**Work required:** Starting with the line that contains "Please point out the light patch", reproduce each line through the end of the entries exactly as written.

**Input rows:**
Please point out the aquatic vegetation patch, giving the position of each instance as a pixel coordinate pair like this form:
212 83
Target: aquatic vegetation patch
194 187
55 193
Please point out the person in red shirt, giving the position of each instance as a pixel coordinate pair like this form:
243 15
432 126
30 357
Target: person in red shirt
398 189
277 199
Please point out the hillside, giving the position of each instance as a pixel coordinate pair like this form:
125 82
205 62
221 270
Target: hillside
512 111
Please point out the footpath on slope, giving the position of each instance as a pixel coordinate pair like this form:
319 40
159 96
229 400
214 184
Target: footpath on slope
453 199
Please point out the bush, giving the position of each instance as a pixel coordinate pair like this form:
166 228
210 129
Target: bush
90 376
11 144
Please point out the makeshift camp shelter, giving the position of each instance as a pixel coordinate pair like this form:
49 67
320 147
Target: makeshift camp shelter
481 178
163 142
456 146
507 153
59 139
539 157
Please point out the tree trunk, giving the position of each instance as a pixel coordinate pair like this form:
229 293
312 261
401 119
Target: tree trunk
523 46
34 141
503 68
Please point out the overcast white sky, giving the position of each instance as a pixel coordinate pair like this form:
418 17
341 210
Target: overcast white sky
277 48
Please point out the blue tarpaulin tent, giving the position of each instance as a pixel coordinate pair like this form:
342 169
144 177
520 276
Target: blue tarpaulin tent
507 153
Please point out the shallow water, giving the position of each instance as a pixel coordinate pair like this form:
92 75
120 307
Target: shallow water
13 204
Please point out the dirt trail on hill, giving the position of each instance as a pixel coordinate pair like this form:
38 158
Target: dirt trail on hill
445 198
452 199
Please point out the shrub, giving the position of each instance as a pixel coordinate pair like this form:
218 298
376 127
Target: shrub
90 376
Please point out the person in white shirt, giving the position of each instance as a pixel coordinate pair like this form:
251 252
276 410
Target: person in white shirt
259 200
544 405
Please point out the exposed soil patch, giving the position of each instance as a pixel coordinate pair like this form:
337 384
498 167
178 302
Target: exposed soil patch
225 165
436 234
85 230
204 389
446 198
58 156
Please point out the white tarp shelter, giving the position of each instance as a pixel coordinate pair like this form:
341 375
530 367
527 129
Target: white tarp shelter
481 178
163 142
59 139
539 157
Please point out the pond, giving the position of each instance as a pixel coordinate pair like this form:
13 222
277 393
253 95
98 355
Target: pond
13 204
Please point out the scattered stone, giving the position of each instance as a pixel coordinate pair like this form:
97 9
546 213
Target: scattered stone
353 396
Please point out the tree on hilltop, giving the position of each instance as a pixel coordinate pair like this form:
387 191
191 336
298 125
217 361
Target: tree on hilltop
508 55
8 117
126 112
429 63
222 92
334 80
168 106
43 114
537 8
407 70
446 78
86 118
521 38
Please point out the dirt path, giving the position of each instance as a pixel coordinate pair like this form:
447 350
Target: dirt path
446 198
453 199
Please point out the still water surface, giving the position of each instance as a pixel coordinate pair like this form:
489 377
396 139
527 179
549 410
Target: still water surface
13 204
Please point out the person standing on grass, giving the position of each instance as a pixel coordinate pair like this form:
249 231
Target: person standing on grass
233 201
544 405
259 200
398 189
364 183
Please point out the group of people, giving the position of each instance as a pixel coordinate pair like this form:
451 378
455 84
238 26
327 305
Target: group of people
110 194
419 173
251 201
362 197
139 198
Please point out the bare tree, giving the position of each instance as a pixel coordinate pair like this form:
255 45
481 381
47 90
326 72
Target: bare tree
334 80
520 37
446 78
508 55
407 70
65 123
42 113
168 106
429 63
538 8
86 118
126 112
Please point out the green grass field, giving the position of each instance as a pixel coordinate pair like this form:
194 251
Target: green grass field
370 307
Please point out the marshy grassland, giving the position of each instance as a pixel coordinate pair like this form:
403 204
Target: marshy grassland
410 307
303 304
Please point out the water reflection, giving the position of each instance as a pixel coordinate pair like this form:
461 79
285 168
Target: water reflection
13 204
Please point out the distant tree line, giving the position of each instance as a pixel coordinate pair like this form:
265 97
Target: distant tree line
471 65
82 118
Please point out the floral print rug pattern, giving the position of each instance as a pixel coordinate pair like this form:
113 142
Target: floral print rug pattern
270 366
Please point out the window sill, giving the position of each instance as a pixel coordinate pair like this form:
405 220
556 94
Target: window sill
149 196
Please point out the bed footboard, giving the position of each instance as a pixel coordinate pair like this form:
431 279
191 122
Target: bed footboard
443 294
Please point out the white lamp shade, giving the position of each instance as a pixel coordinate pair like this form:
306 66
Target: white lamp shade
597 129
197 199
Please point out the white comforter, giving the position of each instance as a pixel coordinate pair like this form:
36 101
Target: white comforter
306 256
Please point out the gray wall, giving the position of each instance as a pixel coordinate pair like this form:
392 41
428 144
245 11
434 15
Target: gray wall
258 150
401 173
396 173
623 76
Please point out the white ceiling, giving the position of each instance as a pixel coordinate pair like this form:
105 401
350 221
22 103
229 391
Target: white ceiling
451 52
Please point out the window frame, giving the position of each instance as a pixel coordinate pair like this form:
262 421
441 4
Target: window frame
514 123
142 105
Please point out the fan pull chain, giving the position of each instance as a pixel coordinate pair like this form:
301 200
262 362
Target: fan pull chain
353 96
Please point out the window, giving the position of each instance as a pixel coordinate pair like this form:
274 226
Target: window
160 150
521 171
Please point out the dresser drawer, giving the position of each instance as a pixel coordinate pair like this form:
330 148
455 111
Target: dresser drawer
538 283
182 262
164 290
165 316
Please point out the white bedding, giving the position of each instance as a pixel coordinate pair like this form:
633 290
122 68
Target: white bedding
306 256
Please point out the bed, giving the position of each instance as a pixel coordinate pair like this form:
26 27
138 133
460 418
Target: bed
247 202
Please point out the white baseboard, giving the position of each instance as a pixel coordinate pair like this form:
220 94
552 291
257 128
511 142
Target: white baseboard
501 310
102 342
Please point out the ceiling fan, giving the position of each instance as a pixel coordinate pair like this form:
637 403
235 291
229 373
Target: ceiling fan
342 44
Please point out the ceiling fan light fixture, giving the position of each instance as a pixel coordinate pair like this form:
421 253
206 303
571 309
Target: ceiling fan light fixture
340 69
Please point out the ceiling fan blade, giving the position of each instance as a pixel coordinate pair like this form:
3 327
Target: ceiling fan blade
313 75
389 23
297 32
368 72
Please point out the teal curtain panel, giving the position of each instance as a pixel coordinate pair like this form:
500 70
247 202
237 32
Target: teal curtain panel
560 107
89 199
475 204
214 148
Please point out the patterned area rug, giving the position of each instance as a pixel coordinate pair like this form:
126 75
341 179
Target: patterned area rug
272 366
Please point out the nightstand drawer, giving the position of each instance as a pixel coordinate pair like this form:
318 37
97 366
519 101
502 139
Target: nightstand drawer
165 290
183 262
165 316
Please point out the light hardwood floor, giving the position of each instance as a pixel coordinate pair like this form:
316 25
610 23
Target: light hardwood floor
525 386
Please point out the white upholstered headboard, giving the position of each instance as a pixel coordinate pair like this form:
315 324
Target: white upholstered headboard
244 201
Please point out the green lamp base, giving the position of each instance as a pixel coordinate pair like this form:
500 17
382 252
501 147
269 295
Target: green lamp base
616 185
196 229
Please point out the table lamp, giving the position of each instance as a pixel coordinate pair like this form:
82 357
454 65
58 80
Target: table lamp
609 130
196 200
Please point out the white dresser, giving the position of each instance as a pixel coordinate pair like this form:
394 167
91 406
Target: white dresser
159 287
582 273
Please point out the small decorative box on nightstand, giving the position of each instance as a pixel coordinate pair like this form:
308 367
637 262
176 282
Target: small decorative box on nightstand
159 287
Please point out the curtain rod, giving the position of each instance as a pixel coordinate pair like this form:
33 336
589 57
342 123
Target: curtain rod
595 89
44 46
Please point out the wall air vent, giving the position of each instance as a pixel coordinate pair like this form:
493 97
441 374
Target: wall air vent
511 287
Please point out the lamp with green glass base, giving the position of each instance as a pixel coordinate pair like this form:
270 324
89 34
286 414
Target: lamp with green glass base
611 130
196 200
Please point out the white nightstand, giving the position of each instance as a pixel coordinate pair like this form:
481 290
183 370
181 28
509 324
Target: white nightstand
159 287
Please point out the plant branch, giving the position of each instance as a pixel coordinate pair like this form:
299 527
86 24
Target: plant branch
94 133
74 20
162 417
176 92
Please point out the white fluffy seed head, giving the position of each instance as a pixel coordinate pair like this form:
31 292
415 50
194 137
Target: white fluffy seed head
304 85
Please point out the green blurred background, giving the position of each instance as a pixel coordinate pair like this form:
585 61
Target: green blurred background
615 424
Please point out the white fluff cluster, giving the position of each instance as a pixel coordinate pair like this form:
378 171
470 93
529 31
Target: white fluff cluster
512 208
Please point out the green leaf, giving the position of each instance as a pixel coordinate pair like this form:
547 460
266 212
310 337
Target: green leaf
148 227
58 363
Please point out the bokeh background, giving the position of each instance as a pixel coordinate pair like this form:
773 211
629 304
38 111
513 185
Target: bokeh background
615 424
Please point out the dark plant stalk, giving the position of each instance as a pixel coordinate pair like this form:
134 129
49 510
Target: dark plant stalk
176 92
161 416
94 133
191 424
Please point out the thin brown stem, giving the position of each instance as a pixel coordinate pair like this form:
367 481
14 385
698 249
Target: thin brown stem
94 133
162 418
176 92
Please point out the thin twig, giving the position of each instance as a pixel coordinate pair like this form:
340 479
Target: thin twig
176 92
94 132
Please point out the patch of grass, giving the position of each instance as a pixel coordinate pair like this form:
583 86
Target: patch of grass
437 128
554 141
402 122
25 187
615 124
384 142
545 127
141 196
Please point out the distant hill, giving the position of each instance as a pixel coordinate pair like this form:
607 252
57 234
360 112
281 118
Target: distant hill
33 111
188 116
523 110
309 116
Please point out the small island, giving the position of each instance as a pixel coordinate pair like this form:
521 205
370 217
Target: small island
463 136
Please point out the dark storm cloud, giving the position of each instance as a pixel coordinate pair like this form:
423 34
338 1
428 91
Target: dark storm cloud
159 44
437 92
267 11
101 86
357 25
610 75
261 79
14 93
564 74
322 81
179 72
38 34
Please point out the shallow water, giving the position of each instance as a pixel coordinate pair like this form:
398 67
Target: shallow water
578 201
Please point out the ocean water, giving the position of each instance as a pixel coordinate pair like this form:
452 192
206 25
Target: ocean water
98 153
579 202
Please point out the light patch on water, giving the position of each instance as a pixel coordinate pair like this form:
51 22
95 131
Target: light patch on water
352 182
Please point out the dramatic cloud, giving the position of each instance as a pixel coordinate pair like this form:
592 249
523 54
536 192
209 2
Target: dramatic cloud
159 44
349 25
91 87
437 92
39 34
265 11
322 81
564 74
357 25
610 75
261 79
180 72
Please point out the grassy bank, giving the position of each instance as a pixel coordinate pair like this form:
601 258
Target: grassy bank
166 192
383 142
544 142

**Output:**
Please point out the light patch on water, giving the position of each instance as a pixel coordinate pair like this form:
51 22
95 131
Target: light patch on water
352 182
Please point out the dramatic cloud, giving the position of each instance as a pixel coordinate pair like this form:
592 249
523 54
536 192
209 2
Target: dramatic cloud
159 44
349 25
91 87
437 92
39 34
265 11
322 81
564 74
357 25
610 75
261 79
180 72
Please point out the grassy bank, giving the position of each instance as a pixel coordinate pair like this form:
601 258
Target: grassy bank
166 192
383 142
544 142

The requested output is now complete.